--- What the task asks ---
From top to bottom, restate the entries below word for word.

Referring expression data:
──────

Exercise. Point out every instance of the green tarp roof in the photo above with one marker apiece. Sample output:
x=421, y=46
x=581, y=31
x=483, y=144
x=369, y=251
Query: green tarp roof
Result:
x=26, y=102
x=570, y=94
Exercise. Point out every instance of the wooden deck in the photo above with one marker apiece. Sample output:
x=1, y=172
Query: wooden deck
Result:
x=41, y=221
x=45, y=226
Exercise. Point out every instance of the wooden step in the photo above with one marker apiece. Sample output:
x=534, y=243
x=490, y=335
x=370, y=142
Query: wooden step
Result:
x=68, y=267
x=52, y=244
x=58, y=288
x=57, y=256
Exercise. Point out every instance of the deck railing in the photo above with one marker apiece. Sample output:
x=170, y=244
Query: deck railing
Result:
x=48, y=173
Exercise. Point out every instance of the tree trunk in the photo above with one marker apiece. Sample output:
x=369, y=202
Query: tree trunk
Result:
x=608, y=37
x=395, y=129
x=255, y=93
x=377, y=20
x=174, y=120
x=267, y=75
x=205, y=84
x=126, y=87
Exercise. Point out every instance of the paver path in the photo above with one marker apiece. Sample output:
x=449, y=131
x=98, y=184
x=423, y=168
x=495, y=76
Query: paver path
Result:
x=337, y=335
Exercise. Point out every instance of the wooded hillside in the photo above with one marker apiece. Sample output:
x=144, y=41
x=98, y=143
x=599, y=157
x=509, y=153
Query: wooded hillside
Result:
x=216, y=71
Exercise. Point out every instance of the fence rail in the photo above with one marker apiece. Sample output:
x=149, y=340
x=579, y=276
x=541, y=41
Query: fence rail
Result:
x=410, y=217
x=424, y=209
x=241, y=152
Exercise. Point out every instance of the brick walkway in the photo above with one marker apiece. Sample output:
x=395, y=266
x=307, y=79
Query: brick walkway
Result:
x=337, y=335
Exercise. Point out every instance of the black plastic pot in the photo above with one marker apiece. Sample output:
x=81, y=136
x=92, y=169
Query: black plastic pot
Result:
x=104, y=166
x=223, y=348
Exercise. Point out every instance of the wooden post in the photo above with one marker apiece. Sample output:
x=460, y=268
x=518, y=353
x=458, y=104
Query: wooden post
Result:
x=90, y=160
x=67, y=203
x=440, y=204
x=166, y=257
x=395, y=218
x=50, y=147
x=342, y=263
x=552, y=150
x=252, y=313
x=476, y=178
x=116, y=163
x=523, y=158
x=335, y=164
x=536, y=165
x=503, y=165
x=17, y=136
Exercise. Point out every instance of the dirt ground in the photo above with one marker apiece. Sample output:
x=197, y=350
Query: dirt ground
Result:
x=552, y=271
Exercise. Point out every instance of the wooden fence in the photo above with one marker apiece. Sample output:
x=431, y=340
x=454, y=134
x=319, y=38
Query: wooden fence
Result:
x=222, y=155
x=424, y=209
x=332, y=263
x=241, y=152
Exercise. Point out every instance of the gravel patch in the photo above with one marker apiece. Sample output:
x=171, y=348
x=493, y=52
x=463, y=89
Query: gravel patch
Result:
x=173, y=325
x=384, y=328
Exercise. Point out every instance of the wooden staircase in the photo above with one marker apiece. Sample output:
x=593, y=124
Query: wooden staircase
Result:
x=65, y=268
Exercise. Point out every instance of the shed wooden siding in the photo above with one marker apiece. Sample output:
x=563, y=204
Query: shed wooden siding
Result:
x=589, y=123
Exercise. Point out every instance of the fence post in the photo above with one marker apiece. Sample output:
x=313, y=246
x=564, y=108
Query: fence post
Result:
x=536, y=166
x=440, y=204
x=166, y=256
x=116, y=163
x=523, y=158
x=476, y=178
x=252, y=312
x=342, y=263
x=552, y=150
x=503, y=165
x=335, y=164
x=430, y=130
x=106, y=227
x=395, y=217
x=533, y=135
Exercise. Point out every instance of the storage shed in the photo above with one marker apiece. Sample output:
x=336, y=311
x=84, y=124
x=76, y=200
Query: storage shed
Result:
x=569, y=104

──────

--- Solution to the exercise ---
Exercise. Point out every instance of the green tarp roof in the photo above with one marker apiece. Sample output:
x=421, y=46
x=581, y=31
x=483, y=144
x=369, y=251
Query: green tarp roof
Result:
x=26, y=102
x=570, y=94
Exercise. Point out every instance of the wooden deck in the photo above with one marker apiece. Sample output:
x=1, y=172
Query: wooden deck
Result:
x=41, y=221
x=45, y=226
Exercise. Point out every instance of the wooden step in the photo above with one marker apiece. Sample output:
x=534, y=243
x=490, y=335
x=370, y=142
Query: wooden step
Result:
x=68, y=267
x=52, y=244
x=58, y=288
x=57, y=256
Exercise. Point out every instance of the deck railing in the photo above with one marker apiece. Sample output:
x=170, y=244
Query: deck railing
Result:
x=48, y=173
Exercise. Point out every instance of the tree trunk in the photo above with one marker apiece. Sample output:
x=369, y=202
Query: tree trunk
Result:
x=608, y=37
x=395, y=129
x=255, y=93
x=377, y=20
x=174, y=120
x=267, y=75
x=205, y=84
x=126, y=87
Exercise. Point out every instance of the paver path in the photo above with one marker apiece. Sample output:
x=449, y=131
x=98, y=184
x=423, y=168
x=495, y=76
Query: paver path
Result:
x=337, y=335
Exercise. Point out every instance of the wooded hillside in the photo above with one marker apiece. Sample output:
x=144, y=41
x=98, y=143
x=599, y=157
x=509, y=153
Query: wooded hillside
Result:
x=216, y=71
Exercise. Point out every instance of the fence rail in the photo above with one marker apiece. Sample output:
x=149, y=340
x=579, y=276
x=541, y=41
Query: fence rail
Result:
x=410, y=217
x=424, y=209
x=241, y=152
Exercise. Point out every instance of the brick walkway in the photo above with one marker apiece. Sample output:
x=395, y=266
x=307, y=79
Query: brick walkway
Result:
x=337, y=335
Exercise. Point out every instance of the black plastic pot in the photo above with one marker apiece. Sample output:
x=81, y=136
x=92, y=169
Query: black plastic pot
Result:
x=104, y=166
x=223, y=348
Exercise. Point out every instance of the wooden post in the photo above with one marker apiece. Sample output:
x=460, y=268
x=518, y=353
x=458, y=104
Query: wooden post
Result:
x=90, y=160
x=67, y=203
x=440, y=204
x=166, y=257
x=395, y=218
x=50, y=147
x=342, y=263
x=552, y=150
x=252, y=313
x=476, y=178
x=116, y=163
x=523, y=158
x=335, y=164
x=536, y=165
x=503, y=165
x=17, y=136
Exercise. Point out every instance of the dirt ground in the photo above with one marker apiece. Sample output:
x=197, y=350
Query: dirt ground
Result:
x=552, y=271
Exercise. Point out every instance of the wooden fence in the photo above with one marker apiece. Sample output:
x=431, y=340
x=454, y=134
x=319, y=38
Query: wooden fence
Result:
x=222, y=155
x=424, y=209
x=332, y=263
x=241, y=152
Exercise. Point out every instance of the gravel patch in the photo above with one marker apiece. Sample output:
x=171, y=348
x=493, y=52
x=463, y=89
Query: gravel patch
Result:
x=173, y=325
x=384, y=328
Exercise. Point out every instance of the wooden staircase in the photo above with one marker apiece. Sample output:
x=593, y=124
Query: wooden staircase
Result:
x=65, y=268
Exercise. Point out every instance of the shed wooden siding in the photo above with one marker apiece. Sample output:
x=563, y=204
Query: shed wooden siding
Result:
x=589, y=123
Exercise. Point out every instance of the fence post in the photo above with one marker apiece. Sample output:
x=313, y=246
x=564, y=108
Query: fence post
Result:
x=536, y=166
x=440, y=204
x=166, y=256
x=116, y=163
x=523, y=158
x=476, y=178
x=252, y=312
x=342, y=263
x=552, y=150
x=503, y=165
x=335, y=164
x=430, y=130
x=106, y=227
x=395, y=217
x=533, y=135
Exercise. Point out every instance of the storage shed in the photo above with one marker apiece. Sample output:
x=336, y=311
x=84, y=124
x=76, y=200
Query: storage shed
Result:
x=569, y=104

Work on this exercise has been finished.